[Named object pointing entries]
============

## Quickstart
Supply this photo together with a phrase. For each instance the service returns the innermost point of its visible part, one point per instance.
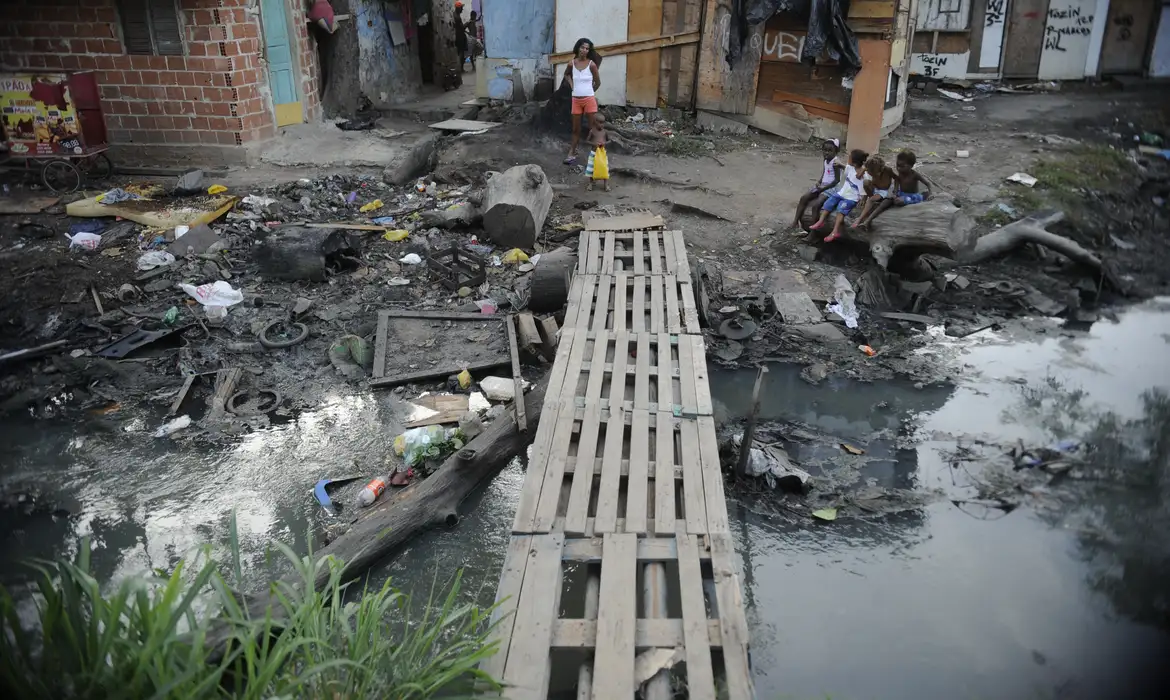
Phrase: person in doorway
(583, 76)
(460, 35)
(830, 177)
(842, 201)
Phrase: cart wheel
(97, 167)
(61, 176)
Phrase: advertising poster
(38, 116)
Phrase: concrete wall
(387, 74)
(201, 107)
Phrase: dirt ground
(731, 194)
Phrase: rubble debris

============

**Direction:** Update the records above by replacing every "instance" with "object" and changing nothing else. Leave the pictures out of your answer.

**Task output:**
## Quickstart
Supply this photo together with a phrase. For each object the service returns the innermost point of its visible part, one point per object.
Phrase: person in doorway
(583, 76)
(460, 35)
(830, 177)
(842, 201)
Phrase: cart wheel
(97, 167)
(61, 176)
Phrase: advertising poster
(38, 116)
Phrase: concrete wall
(387, 74)
(201, 107)
Phrase: dirt ground
(731, 194)
Phrase: rubble debris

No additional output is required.